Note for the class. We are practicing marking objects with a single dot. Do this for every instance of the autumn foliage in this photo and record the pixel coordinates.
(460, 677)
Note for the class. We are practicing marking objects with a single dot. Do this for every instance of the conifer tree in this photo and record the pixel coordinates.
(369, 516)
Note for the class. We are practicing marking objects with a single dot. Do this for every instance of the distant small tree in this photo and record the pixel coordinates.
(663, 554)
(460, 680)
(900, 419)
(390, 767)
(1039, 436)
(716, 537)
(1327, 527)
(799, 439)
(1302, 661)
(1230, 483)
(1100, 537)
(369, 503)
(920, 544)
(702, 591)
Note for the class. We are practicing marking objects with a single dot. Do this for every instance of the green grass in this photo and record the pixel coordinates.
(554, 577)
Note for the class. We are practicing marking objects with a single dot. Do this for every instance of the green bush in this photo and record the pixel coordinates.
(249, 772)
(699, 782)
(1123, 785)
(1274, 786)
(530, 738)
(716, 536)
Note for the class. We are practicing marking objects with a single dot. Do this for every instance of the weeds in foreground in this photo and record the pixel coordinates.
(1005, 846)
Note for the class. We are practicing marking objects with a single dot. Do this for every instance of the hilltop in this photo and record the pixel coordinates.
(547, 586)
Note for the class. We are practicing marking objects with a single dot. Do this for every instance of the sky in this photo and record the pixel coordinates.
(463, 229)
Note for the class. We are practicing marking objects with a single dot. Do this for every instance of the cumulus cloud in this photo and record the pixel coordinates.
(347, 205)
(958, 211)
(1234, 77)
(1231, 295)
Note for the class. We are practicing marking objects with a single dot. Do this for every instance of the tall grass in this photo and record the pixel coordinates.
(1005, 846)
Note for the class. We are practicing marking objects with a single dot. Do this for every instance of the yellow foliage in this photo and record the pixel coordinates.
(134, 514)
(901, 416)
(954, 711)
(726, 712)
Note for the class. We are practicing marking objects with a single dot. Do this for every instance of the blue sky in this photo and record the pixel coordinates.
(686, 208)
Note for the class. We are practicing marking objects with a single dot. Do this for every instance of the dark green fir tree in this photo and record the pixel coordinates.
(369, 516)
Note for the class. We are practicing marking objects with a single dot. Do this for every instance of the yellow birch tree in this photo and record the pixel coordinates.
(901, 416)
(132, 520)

# # # # #

■ WORK INSTRUCTION
Take the data above and reproduce it exactly.

■ ANSWER BELOW
Note for the class. We are practicing marking objects with a single dot. Do this for every instance of the autumn foliage in this photo and record the pixel coordinates.
(460, 677)
Note for the class. We are practicing marking objects with a single dot. Do this for every instance of the conifer tree in this photo and record the pixel coordinates.
(369, 516)
Note for the class. We are practicing marking objects with a single dot. Do this for every instance of the distant small tree in this photo and record the pixel coordinates.
(663, 554)
(460, 680)
(900, 419)
(390, 767)
(1039, 436)
(716, 537)
(1327, 527)
(799, 439)
(1302, 661)
(1230, 483)
(1100, 537)
(369, 503)
(920, 544)
(702, 591)
Note for the class. We are practicing marking objects with a single dot. Do this for every instance of the green grass in this photo and record the pixel coordinates.
(554, 577)
Note for the class. We are practicing marking objects with a single dot. Do this for every instance of the green bush in this photo and record the pixel coordinates.
(249, 772)
(699, 782)
(1123, 785)
(1274, 786)
(530, 738)
(716, 536)
Note for the class. We are practicing marking objects with a single dot. Do this for every instance of the weeds in foreground in this photo and record the pixel coordinates.
(1005, 846)
Note for the class. We are practicing marking objects with a single dot. Do this for every instance of the hilltop in this photo and record the pixel coordinates.
(547, 586)
Note for the class. We are practicing marking objects with a single dot. Do this for every instance of the sky in this photo and record the pixel coordinates.
(463, 229)
Note for the class. We are practicing marking objects with a single dot. Do this for every instance of the cumulus cloud in this photo and record the pixel coordinates.
(347, 205)
(958, 211)
(1234, 77)
(1231, 295)
Note for the class. We are practicing marking objects with a single dot. Do this for every instance of the tall grass in this photo and record the pixel coordinates.
(1005, 846)
Note for the class. We are practicing marking objects with a single dot. Do this for every instance of the yellow foliage in this photo and record the pixel coordinates.
(134, 514)
(901, 416)
(954, 711)
(726, 712)
Note for the class. We are practicing marking objects with a single dot. Do this for every instance of the blue sky in this photo and record the pixel coordinates.
(686, 208)
Note for the class. We are practicing marking objects with a single dot. Do this for every instance of the dark green fir tree in this photo and record the pixel coordinates.
(369, 516)
Note for the class. We are practicing marking objects with a single dot. Do this for every instance of the yellow birch tree in this photo and record the pixel coordinates.
(901, 416)
(132, 520)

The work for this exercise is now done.